Dataset records:
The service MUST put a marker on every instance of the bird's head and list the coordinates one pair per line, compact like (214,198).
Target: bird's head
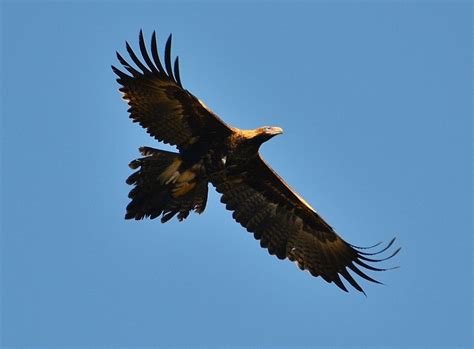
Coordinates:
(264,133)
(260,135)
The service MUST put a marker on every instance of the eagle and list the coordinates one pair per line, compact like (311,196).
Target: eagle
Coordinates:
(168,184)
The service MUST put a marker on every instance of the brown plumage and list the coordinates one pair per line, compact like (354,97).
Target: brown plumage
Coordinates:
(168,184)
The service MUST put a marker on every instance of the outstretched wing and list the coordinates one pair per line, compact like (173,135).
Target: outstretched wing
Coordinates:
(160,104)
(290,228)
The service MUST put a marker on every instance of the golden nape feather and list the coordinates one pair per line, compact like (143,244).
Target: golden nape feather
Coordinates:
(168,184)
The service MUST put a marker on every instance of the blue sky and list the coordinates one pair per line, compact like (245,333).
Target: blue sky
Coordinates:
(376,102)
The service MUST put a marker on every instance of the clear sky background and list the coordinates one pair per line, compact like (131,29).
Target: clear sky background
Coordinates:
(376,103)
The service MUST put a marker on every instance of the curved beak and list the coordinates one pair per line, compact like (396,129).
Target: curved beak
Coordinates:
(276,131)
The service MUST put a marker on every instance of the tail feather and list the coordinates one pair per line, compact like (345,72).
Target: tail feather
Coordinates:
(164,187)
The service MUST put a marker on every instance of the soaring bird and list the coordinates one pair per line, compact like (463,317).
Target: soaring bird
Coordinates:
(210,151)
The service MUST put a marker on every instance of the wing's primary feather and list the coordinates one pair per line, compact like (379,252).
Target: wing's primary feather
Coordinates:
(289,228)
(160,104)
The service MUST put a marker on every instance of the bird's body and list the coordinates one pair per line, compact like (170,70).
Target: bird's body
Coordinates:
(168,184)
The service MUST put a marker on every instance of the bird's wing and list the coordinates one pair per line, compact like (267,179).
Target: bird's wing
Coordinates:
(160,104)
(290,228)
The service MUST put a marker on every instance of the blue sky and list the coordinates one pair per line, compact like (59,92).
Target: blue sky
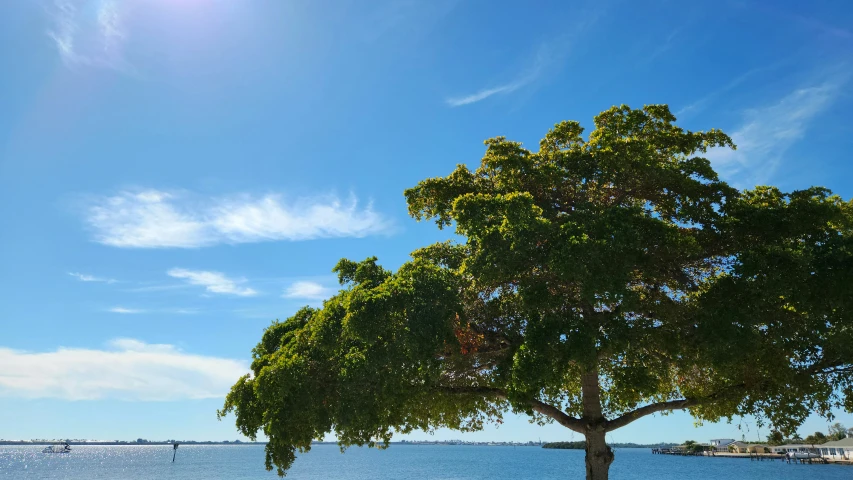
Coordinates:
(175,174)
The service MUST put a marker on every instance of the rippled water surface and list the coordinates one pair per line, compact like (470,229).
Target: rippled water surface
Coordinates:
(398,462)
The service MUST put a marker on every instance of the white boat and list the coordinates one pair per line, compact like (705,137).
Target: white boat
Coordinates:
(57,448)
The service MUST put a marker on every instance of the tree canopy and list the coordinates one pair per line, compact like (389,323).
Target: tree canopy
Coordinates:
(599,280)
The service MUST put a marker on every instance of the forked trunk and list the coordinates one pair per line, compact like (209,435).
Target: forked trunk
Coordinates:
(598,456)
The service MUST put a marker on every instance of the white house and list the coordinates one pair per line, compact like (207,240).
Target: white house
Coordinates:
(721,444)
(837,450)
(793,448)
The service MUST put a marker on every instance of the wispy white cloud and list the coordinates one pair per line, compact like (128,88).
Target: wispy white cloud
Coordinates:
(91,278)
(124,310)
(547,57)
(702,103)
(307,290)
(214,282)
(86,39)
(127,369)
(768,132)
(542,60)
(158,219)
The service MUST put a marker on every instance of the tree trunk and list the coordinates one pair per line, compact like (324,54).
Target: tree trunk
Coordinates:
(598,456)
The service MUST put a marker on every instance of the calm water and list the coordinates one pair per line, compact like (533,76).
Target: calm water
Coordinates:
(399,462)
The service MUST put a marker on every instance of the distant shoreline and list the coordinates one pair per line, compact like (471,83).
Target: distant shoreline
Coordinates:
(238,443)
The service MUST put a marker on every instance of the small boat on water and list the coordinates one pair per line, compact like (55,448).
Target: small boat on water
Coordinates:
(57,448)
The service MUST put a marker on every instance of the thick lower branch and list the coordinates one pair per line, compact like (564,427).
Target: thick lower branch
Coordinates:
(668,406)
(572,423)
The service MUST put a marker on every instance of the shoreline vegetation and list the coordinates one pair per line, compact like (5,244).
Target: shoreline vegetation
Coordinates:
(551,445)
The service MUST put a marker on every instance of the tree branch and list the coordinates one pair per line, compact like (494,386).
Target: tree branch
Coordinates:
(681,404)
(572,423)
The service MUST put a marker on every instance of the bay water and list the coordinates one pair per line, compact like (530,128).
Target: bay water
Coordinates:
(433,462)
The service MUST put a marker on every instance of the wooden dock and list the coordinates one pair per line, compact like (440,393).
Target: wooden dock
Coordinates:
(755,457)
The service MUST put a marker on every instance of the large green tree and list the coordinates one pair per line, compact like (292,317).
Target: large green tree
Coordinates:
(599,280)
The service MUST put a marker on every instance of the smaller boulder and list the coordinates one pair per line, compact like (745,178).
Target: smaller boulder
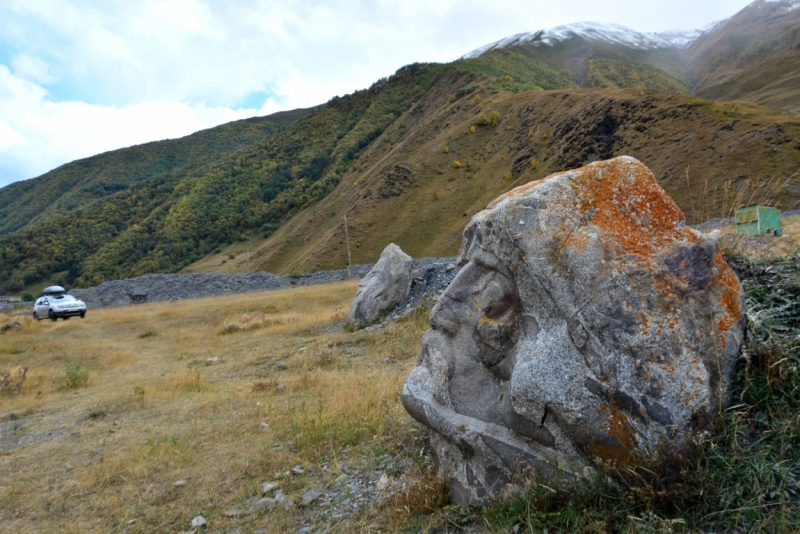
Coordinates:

◆ **WHAT IS ASKED**: Revise all of the records above, changing every "put a marker on" to "place a dot on" and keeping everything else the same. Omit the pictures from your output.

◆ **ANSWER TO THE PROBLEM**:
The service MUST place a dot on every instance of the bird's head and list the coordinates one pair per line, compact like (214,198).
Target: bird's head
Coordinates:
(264,133)
(260,135)
The service MUST place a dot on every instance of the eagle and list the coordinates one pair per line, compact like (311,196).
Target: eagle
Coordinates:
(168,184)
The service MUST place a dot on every instance of the brown plumage and list the coordinates one pair per line, compact like (354,97).
Target: brown plumage
Coordinates:
(168,184)
The service MUST place a dot on every instance of the outstretched wing and list the coordinates one pair per line, compact like (173,135).
Target: outstretched wing
Coordinates:
(160,104)
(290,228)
The service MUST place a dot on every instance of the golden nape feather and list the coordinates one pair per line, compact like (143,244).
Target: golden nape feather
Coordinates:
(168,184)
The service MUST place a dot on every instance of the blue sky and list the coordinates one pair per line, compact like (245,333).
Target: blue sky
Coordinates:
(376,102)
The service MUST place a dot on every instance of the clear sky background and list the coordinates one pair per line, compact like (131,29).
Target: clear sky background
Coordinates:
(376,103)
The service MUST place a dot on every instance of the curved beak and list the coordinates one pair per line, compact like (396,129).
Target: curved beak
Coordinates:
(276,131)
The service MUST place a dot on every instance of the tail feather and list the coordinates one pair per line, compact like (345,72).
Target: tail feather
Coordinates:
(164,187)
The service MUST place a dot on every instance of the soaring bird and list the coordinates one pair per line, compact like (463,317).
Target: soaring bird
Coordinates:
(210,151)
The service MUST place a dot on every instance of the wing's primary feather and list the coordinates one pair per line, compact like (379,252).
Target: wing's primary feather
Coordinates:
(289,228)
(160,104)
The service MUST place a dot on every instance of the bird's body and list the coordinates one pair per line, compact like (170,70).
Target: bird's body
Coordinates:
(168,184)
The service MUST place a dot on every instance of the bird's wing and list the coordinates one pair per line, compact like (267,179).
Target: bird's wing
Coordinates:
(160,104)
(290,228)
The service MUST place a dot on every instance of the blue sky and list the coordinates one pair per line, compact like (59,92).
Target: blue sky
Coordinates:
(175,174)
The service MUST place a dot on every instance of the rippled water surface and list the coordinates one pair per line, compact like (470,229).
Target: rippled water surface
Coordinates:
(398,462)
The service MUST place a dot on every instance of the white boat and list the coordinates one pair per line, compact like (705,137).
Target: white boat
Coordinates:
(57,448)
The service MUST place a dot on every instance of the tree canopy and list the coordinates one pair per line, compact like (389,323).
Target: tree canopy
Coordinates:
(599,280)
The service MUST place a dot on every instance of the forked trunk and list the coordinates one pair per line, compact like (209,435).
Target: forked trunk
Coordinates:
(598,456)
The service MUST place a dot on every instance of the white house and list the coordinates one pair per line, compact like (207,240).
Target: white house
Coordinates:
(721,444)
(837,450)
(793,448)
The service MUST place a dot on every instance of the wispy white cloud and list the coordinates one pair per line, compact like (128,88).
Target: wispy white cloud
Coordinates:
(91,278)
(124,310)
(547,57)
(702,103)
(307,290)
(214,282)
(86,39)
(127,369)
(768,132)
(542,60)
(158,219)
The service MUST place a dot on every instance of the tree trunk and list the coordinates one pair per line, compact like (324,54).
Target: tree trunk
Coordinates:
(598,456)
The service MUST place a dot on every instance of the calm water and list the coordinates one pair per line, compact like (533,76).
Target: calm water
Coordinates:
(399,462)
The service MUST place a dot on every instance of the distant shoreline and list the coordinates one pair per line, compact like (471,83).
Target: distant shoreline
Coordinates:
(238,443)
The service MUST place a dot on every instance of the small boat on water and list the coordinates one pair per line, compact like (55,448).
Target: small boat on water
Coordinates:
(57,448)
The service MUST place a dot on every instance of the thick lower branch and list the coordinates one pair per line, compact like (564,427).
Target: thick lower branch
Coordinates:
(668,406)
(572,423)
The service MUST place a dot on every instance of the shoreline vegetation and list the coordinates one pair per line, compact like (5,244).
Target: shoreline vegetation
Coordinates:
(551,445)
The service MUST place a dot on every instance of the tree branch and list the coordinates one pair per line, compact like (494,386).
Target: tree branch
Coordinates:
(681,404)
(572,423)
The service MUST place a dot on every instance of the bay water and list the coordinates one pair per line, compact like (530,128).
Target: bay water
Coordinates:
(433,462)
The service MUST place a dot on every instance of the wooden dock and list the coordinates one pair per line, compact like (440,393).
Target: wooden dock
Coordinates:
(755,457)
The service MUST place a dot on every instance of the large green tree and list the coordinates one pair per line, compact like (292,317).
Target: large green tree
Coordinates:
(599,280)
The service MUST place a dot on every instance of the smaller boulder and list the coordinates one pair per line, compact like (745,178).
Target: smaller boulder
Coordinates:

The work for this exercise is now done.